[Dataset records]
<<<<

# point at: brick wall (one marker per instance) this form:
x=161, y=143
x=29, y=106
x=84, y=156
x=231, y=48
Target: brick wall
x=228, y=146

>>>>

### Action item
Give back all of the entries exactly as written.

### Answer area
# point at: brick wall (one marker per instance) this form:
x=161, y=143
x=29, y=106
x=84, y=156
x=231, y=48
Target: brick wall
x=228, y=146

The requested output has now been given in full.